··· Texte fourni

La Cour estime que c’est à bon droit que le Tribunal du travail n’a pas retenu la qualification de harcèlement moral au travail donnée par Madame M.
En effet, la Cour relève que les faits qui ont pu être objectivement constatés par le jugement dont appel se sont produits en définitive durant un laps de temps assez court, essentiellement entre le 15 novembre et le 16 décembre 2005.
La période – n’excédant pas un mois – ne permet pas de déceler avec certitude requise, dans les faits qui se sont produits pendant un laps de temps aussi bref (durant lequel Madame M a de surcroît été absente du travail pendant 15 jours pour cause d’incapacité de travail), le harcèlement moral dont elle soutient avoir été l’objet.
Les faits épinglés par Madame M ne permettent pas de constater des conduites abusives et répétées de la part de Madame B et Monsieur B.
D’autre part, la Cour considère que les propos tenus lors de cette réunion ne revêtent aucunement un caractère privé, puisqu’il ne peut être perdu de vue que cette conversation a eu lieu au cours d’une réunion professionnelle du service et qu’il relève des conclusions de Monsieur B et Madame B que « Madame M est subitement entrée dans la pièce et a commencé à installer son matériel d’enregistrement en signalant à l’assemblée totalement médusée qu’elle allait enregistrer la réunion et que cela n’allait pas se passer comme cela ».
Il s’ensuit que la preuve des propos recueillis de la sorte ne peut être écartée des débats en raison de l’illicéité qui affecterait le mode de son obtention, dès lors que celui-ci n’est pas entaché d’un vice qui est préjudiciable à sa crédibilité ou qui porte atteinte au droit à un procès équitable 5.
Quant aux propos constitutifs de violence au travail, la Cour estime que les injures adressées à Madame M, qui vont du « je t’emmerde » au « casse-toi » et au « fous le camp » pour monter d’un cran par le recours au « connasse » ou « conne » ou encore « conne finie » et se transformer enfin en menaces à peine voilées « je te souhaite de crever » sont proférées en présence des collègues de Madame M, trois jours après que celle-ci ait repris le travail et un mois à peine après qu’elle ait saisi la personne de confiance d’une plainte du chef de harcèlement moral.

······

◆ Consigne: Extrayez du texte fourni, sans la moindre modification, le passage qui va de « En effet, la » à « avoir été l’objet. », ces deux bornes comprises.

··· Données enregistrées

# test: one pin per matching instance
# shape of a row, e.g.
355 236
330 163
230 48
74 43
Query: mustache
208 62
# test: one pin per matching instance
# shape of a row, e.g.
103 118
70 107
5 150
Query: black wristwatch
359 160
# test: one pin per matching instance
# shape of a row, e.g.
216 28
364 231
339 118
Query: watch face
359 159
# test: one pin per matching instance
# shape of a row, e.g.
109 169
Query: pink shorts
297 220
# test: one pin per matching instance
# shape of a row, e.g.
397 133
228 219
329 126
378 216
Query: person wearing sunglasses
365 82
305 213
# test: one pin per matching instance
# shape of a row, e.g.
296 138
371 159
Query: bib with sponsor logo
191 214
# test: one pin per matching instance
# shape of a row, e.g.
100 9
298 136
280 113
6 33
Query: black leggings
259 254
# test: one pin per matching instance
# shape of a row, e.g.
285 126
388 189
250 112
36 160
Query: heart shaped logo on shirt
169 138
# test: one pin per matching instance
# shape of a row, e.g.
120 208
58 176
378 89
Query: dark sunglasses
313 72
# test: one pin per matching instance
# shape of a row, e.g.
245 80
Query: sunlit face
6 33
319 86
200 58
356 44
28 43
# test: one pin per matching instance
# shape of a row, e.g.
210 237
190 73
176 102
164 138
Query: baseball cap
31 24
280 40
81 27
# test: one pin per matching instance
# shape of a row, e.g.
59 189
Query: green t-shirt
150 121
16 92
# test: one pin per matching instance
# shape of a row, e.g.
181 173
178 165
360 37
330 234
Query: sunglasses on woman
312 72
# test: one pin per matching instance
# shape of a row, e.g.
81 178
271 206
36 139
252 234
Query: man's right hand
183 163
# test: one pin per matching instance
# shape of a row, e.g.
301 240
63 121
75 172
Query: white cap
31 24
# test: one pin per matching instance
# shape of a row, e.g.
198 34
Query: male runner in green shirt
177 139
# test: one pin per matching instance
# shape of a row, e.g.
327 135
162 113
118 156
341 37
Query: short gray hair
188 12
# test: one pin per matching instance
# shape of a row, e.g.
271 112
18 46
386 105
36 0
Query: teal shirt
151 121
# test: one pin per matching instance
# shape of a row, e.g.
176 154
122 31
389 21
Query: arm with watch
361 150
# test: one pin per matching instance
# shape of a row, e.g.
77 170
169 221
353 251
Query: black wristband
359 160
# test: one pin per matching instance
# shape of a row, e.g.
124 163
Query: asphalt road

······
··· Données enregistrées

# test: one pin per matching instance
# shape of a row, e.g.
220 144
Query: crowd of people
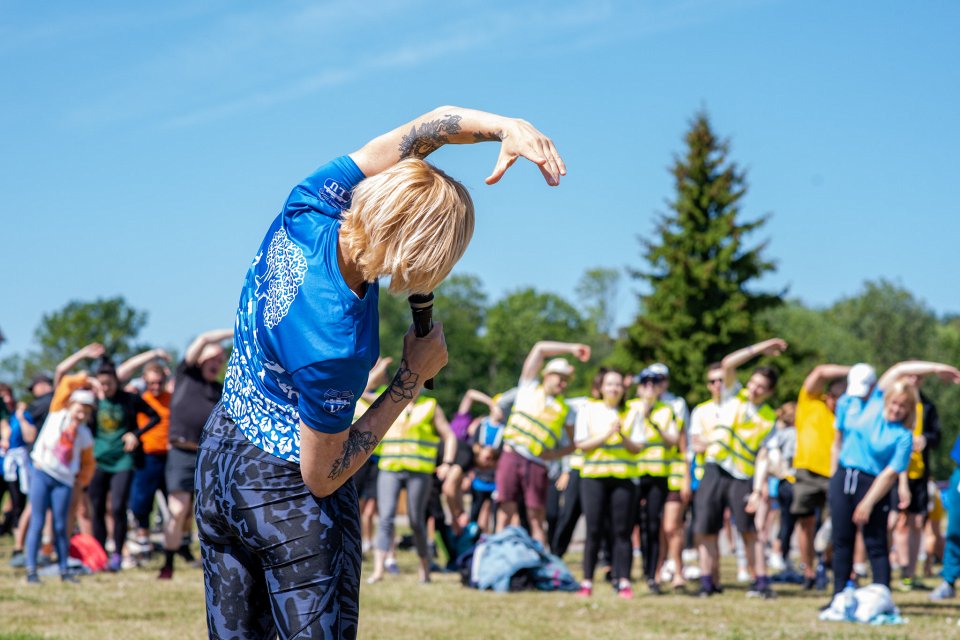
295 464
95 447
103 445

······
··· Données enregistrées

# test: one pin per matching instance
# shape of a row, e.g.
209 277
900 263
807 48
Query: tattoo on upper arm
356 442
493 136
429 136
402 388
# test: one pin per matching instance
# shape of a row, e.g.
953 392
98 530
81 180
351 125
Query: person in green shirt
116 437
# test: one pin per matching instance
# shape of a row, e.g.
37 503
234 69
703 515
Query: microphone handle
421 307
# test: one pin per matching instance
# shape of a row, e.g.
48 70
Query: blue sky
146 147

······

◆ Réponse:
En effet, la Cour relève que les faits qui ont pu être objectivement constatés par le jugement dont appel se sont produits en définitive durant un laps de temps assez court, essentiellement entre le 15 novembre et le 16 décembre 2005.
La période – n’excédant pas un mois – ne permet pas de déceler avec certitude requise, dans les faits qui se sont produits pendant un laps de temps aussi bref (durant lequel Madame M a de surcroît été absente du travail pendant 15 jours pour cause d’incapacité de travail), le harcèlement moral dont elle soutient avoir été l’objet.